SET TASKS:
1 > In the forum post, which episode of Fawlty Towers does the writer name?
2 > Repeat the passage of the forum post starting at "You are exactly" and ending at "give it a try.".

SELECTED TEXT:
******
Posted by Dinah on February 22, 2002, at 18:59:33
In reply to Re: My son, mountains, gardens, dogs, a good book » Dinah, posted by IsoM on February 22, 2002, at 16:09:58
IsoM, you are a delight.
You are exactly right. Enjoyment is great and if I ever am unable to laugh out loud during "The Germans" episode of Fawlty Towers I am in very bad shape indeed. But happiness comes from nature, pets, and people. I especially love the things in nature that make me feel very small - mountains, the sky, a vista of ocean, the total blackness in that moment when they turn off all the lights in a cave tour. All those things give me a feeling of exultation and joy.I've never done the mirror thing, although it sounds like something I would have done. I was a little girl who lived in her own elaborate world of make believe (interspersed with "Get Smart" games with a few real living friends). It sounds interesting and I'll have to give it a try.
******
Dataset rows
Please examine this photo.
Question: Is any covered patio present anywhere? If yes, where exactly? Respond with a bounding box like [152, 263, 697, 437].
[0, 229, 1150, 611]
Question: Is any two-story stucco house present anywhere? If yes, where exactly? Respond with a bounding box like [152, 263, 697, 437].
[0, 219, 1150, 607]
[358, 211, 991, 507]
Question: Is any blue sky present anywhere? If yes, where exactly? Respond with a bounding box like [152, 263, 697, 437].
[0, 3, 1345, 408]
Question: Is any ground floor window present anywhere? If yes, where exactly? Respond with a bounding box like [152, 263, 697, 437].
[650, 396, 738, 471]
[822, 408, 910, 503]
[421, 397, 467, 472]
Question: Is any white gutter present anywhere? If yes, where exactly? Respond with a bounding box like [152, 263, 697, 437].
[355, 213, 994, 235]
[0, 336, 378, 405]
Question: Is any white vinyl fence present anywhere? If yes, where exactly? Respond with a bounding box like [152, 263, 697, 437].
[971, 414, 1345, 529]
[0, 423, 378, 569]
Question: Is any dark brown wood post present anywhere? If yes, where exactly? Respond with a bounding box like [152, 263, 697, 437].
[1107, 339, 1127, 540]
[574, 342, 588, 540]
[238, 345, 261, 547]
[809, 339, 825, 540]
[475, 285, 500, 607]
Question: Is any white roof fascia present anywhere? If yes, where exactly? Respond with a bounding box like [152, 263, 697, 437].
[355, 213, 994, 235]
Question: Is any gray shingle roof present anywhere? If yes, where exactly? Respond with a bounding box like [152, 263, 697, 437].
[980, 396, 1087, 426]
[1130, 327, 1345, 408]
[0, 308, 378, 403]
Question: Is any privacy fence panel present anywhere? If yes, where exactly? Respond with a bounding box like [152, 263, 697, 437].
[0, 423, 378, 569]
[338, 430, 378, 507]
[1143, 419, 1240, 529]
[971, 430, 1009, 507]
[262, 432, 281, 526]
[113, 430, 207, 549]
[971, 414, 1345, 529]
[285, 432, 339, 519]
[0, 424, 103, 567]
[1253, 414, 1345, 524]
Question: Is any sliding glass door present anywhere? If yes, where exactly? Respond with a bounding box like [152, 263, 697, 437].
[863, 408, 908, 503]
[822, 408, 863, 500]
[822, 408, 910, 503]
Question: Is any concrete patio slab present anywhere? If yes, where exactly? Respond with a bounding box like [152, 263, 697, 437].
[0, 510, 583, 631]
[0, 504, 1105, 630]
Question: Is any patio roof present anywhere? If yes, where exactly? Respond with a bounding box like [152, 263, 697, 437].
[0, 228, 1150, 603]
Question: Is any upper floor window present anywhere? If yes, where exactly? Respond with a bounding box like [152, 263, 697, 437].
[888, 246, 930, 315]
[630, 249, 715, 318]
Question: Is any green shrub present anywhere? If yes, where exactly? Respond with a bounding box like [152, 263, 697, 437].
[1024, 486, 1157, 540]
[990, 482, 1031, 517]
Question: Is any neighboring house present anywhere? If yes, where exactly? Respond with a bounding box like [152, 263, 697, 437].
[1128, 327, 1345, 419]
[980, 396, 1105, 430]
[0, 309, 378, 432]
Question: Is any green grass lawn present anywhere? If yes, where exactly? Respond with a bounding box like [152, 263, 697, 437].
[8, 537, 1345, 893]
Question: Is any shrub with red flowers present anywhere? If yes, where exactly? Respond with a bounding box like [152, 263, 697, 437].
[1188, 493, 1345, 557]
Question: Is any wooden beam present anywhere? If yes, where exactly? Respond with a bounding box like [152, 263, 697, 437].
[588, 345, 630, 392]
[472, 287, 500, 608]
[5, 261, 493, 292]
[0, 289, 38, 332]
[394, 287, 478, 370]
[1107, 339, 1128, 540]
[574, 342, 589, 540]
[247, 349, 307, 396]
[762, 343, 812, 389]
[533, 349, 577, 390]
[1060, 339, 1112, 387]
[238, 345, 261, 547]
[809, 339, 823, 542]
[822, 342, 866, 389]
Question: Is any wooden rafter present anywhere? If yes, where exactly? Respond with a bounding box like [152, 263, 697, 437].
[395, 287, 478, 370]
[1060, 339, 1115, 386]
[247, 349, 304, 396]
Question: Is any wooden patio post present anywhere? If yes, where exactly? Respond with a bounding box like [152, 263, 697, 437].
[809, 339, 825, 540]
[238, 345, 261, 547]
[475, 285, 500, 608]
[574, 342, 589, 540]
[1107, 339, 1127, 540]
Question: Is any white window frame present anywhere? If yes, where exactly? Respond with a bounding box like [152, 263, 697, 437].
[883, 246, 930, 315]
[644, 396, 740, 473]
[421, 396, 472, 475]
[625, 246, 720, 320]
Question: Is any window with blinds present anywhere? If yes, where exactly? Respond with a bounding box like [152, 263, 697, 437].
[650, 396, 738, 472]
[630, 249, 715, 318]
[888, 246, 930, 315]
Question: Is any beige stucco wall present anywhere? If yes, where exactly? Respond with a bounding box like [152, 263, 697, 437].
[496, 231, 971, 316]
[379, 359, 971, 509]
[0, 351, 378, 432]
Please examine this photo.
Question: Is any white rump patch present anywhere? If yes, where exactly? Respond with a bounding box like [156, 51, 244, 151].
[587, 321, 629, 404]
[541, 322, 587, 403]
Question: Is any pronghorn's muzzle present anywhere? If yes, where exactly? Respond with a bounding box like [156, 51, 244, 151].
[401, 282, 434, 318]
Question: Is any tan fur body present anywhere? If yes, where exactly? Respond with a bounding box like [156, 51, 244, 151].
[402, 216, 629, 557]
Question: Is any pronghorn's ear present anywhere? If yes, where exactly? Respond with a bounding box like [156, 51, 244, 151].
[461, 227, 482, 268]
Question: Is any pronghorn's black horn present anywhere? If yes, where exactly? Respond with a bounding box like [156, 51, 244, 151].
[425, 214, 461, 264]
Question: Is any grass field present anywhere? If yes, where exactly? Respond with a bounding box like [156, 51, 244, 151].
******
OUTPUTS BY TASK:
1 > "The Germans" episode.

2 >
You are exactly right. Enjoyment is great and if I ever am unable to laugh out loud during "The Germans" episode of Fawlty Towers I am in very bad shape indeed. But happiness comes from nature, pets, and people. I especially love the things in nature that make me feel very small - mountains, the sky, a vista of ocean, the total blackness in that moment when they turn off all the lights in a cave tour. All those things give me a feeling of exultation and joy.I've never done the mirror thing, although it sounds like something I would have done. I was a little girl who lived in her own elaborate world of make believe (interspersed with "Get Smart" games with a few real living friends). It sounds interesting and I'll have to give it a try.